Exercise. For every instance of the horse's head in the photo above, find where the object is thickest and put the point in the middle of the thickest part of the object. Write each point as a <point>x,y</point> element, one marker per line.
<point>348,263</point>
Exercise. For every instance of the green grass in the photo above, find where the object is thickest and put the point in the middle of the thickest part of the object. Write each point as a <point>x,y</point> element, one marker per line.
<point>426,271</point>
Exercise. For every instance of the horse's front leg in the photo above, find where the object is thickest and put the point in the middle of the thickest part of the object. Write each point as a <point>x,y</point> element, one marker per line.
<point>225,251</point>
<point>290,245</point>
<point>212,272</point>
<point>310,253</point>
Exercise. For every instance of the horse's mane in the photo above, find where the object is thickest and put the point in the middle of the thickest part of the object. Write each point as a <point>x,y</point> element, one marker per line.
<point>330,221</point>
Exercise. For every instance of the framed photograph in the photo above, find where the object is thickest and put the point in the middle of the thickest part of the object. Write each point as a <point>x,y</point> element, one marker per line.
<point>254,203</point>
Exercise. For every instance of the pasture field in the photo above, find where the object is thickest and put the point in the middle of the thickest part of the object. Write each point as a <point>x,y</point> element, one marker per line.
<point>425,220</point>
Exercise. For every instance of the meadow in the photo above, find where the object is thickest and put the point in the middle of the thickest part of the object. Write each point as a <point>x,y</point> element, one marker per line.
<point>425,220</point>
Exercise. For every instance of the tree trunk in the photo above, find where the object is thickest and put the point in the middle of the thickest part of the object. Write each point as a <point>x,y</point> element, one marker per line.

* * *

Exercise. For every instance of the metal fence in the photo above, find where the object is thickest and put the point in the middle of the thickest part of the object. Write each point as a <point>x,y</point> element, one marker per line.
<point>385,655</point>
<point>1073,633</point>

• Exercise directions: Only one stretch of the records above is wanted: the lines between the one holding "Exercise. For every instance of the horse's head" and the one holding "Exercise. For every instance of the tree", inclusive, reproduced exactly.

• Solved exercise:
Exercise. For every instance of the horse's head in the photo above, find where the object is thickest and put the point in the middle of the thickest part of the object. Write each point as a <point>x,y</point> element, one marker per line.
<point>348,263</point>
Exercise. For every instance of the green grass in the photo above, find where the object is thickest and put the point in the middle of the thickest part of the object. Write each point as a <point>x,y</point> element, one marker per line.
<point>426,271</point>
Exercise. For every instance of the horse's front leg in the photo above, find where the object is thickest and put the point in the middle of the thickest part of the object. Write each point as a <point>x,y</point> element, one marker per line.
<point>225,251</point>
<point>290,245</point>
<point>212,272</point>
<point>310,253</point>
Exercise. For every instance of the horse's mane in the photo above, find where the object is thickest and put the point in the middle of the thickest part of the object. Write each point as a <point>x,y</point> element, one marker per line.
<point>330,221</point>
Exercise. For every instance of the framed photograph in the photo above, find where the object is thickest and put the point in the middle of the thickest part of the object. Write each point as a <point>x,y</point> element, one marker per line.
<point>254,203</point>
Exercise. For every instance of the pasture field in the photo above, find where the object is thickest and put the point in the middle of the thickest part of the object. Write each point as a <point>x,y</point> element, one marker per line.
<point>425,220</point>
Exercise. For every instance of the meadow in the photo above, find where the object is thickest and put the point in the middle of the thickest part of the object. Write each point as a <point>x,y</point> element, one marker per line.
<point>425,220</point>
Exercise. For every instance of the tree trunk in the photo above, find where the object is thickest and put the point in the middle of the thickest part of the object. Write each point as a <point>x,y</point> element, one marker per line.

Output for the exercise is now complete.